*** Passage provided ***

The heart is one of the least regenerative organs in mammals. Damage to heart tissue, such as that resulting from a heart attack, produces a harmful inflammatory response and the formation of scar tissue rather than regeneration. Scarring disrupts normal tissue function, whether in the heart or elsewhere. The research community would like to suppress the unhelpful inflammation and scarring following injury in all types of tissue, but this phenomenon is particular problematic in the heart. Here, researchers demonstrate that the source of this inflammation may be largely the activity of B cells.
In a heart attack, blood is cut off from an area of the heart that then often dies. If the person survives, the body tries to heal the dead muscle by forming scar tissue - but such tissue can further weaken the heart. Yet another wave of damage can occur when well-intentioned immune cells try to heal the injured heart but instead drive inflammation. Pirfenidone is approved to treat a lung condition called idiopathic pulmonary fibrosis, a scarring of the lungs that has no known cause. The drug also has been known for its heart-protective effects in a number of different animal models of heart attack. Researchers had assumed that pirfenidone's protective action in the heart paralleled the reason it helps in lung disease. In the lungs, the drug slows the formation of scar tissue.

*** End of Passage provided ***

» **Parts of the exercise**:
[A] In the passage on heart injury, rewrite the portion starting with "The heart is" and going on through "of B cells.", changing "heart attack" to "myocardial infarction".
[B] According to the passage on heart injury, what condition is pirfenidone approved to treat?
[C] Resume the passage on heart injury, picking up after its final sentence.

*** Records shown ***

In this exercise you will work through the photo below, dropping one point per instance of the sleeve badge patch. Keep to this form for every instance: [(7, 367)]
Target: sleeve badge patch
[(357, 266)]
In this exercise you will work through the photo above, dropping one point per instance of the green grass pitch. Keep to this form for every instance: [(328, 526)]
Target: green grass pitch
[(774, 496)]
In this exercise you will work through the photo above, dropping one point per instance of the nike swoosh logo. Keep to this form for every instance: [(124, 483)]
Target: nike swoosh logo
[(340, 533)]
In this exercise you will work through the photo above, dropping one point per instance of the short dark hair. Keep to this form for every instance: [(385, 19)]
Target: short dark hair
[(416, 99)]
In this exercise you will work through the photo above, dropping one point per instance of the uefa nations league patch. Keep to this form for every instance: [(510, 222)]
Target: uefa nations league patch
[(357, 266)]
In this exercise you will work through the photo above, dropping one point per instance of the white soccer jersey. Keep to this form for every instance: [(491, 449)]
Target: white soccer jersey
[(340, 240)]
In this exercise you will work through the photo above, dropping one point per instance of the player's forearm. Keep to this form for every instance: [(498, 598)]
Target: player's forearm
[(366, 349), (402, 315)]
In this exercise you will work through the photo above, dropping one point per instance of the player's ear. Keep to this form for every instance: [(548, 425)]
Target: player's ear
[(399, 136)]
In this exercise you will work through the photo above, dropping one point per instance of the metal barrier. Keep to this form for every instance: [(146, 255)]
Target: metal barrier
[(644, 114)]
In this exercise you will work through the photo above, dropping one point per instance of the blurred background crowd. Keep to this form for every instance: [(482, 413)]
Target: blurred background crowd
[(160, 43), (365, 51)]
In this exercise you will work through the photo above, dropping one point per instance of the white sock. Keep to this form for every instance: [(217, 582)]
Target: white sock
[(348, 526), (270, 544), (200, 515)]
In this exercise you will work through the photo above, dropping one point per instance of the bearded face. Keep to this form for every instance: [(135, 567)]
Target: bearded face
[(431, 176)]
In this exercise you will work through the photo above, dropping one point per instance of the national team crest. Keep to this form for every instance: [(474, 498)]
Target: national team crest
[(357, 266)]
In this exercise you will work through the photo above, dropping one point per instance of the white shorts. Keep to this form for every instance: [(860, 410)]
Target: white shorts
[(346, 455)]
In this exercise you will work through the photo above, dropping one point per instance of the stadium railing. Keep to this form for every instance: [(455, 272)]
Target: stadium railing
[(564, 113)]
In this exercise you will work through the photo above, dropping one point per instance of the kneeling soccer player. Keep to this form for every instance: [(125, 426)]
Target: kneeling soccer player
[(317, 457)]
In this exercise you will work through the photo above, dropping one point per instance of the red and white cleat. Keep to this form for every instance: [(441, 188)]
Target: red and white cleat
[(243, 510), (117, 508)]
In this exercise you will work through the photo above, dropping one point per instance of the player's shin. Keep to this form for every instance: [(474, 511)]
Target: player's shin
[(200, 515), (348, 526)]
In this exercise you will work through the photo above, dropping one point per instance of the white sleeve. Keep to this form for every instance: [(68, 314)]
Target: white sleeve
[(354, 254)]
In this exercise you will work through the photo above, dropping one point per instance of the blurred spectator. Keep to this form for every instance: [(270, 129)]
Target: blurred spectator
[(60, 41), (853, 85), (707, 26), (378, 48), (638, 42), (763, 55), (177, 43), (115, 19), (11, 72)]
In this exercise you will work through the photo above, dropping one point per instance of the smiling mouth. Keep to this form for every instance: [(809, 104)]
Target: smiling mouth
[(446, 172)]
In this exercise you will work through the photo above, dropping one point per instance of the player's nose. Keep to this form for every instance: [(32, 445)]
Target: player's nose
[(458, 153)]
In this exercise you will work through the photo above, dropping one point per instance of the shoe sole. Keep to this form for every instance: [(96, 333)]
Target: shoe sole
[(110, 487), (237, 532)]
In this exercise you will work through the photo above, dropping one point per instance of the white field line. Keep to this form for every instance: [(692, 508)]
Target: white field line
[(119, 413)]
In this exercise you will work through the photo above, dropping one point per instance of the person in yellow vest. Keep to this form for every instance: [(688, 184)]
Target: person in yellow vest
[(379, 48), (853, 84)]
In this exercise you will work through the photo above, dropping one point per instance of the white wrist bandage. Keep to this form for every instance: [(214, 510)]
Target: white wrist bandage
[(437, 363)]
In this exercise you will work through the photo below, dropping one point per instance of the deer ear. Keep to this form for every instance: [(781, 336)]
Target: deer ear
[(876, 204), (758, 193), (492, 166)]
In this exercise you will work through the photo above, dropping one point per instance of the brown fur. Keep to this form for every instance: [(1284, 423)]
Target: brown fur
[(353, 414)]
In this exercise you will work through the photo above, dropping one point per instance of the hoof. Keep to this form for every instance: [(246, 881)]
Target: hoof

*** End of Records shown ***

» **Answer list**:
[A]
The heart is one of the least regenerative organs in mammals. Damage to heart tissue, such as that resulting from a myocardial infarction, produces a harmful inflammatory response and the formation of scar tissue rather than regeneration. Scarring disrupts normal tissue function, whether in the heart or elsewhere. The research community would like to suppress the unhelpful inflammation and scarring following injury in all types of tissue, but this phenomenon is particular problematic in the heart. Here, researchers demonstrate that the source of this inflammation may be largely the activity of B cells.

[B] Idiopathic pulmonary fibrosis, a scarring of the lungs that has no known cause.

[C]
"That this drug also protects the heart is not new. But in our studies, pirfenidone didn't physically reduce scar tissue in the heart. The scar tissue is still there, but somehow the heart works better than expected when exposed to this drug. It wasn't clear why. So we set out to reverse engineer the drug to pick apart how it may be working. Since scar tissue was still present, we suspected inflammation was the main culprit in poor heart function after a heart attack." Most immune studies of the heart have focused on other types of immune cells, including macrophages, T cell lymphocytes, neutrophils, and monocytes. But the researchers found no differences in the numbers of such immune cells in the injured hearts of mice that received pirfenidone versus those that didn't. When they serendipitously measured B cells, however, they were surprised to see a huge difference.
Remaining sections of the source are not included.